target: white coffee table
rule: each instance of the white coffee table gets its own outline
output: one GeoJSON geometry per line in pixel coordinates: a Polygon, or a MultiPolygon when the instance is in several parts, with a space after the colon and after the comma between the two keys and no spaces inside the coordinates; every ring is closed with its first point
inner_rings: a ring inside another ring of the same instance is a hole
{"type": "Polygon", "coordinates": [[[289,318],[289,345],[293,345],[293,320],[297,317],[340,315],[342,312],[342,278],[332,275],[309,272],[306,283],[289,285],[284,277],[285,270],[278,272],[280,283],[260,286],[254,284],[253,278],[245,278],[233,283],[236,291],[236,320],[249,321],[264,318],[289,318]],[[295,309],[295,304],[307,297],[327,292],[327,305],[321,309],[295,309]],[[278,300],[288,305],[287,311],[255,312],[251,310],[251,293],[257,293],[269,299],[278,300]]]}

::::::::::

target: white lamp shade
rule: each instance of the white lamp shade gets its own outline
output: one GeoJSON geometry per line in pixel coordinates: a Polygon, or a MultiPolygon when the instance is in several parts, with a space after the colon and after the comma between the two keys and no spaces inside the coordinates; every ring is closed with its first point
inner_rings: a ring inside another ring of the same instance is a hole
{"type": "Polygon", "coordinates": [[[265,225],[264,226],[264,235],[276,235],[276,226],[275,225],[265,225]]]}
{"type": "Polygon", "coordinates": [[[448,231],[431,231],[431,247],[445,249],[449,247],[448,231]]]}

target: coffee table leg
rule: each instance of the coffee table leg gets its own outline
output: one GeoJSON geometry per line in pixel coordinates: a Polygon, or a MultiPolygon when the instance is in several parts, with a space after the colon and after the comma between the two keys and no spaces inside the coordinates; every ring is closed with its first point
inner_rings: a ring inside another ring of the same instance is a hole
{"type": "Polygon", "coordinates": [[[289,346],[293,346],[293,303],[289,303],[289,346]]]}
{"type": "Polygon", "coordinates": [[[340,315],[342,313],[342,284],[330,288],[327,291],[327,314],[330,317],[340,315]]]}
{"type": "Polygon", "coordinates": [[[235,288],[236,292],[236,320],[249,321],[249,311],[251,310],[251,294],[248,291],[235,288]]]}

::::::::::

_Try it_:
Copy only the lines in the listing that contain "rule".

_Answer for the task_:
rule: each instance of the white coffee table gets its own outline
rule: each instance of the white lamp shade gets its own outline
rule: each instance of the coffee table leg gets its own outline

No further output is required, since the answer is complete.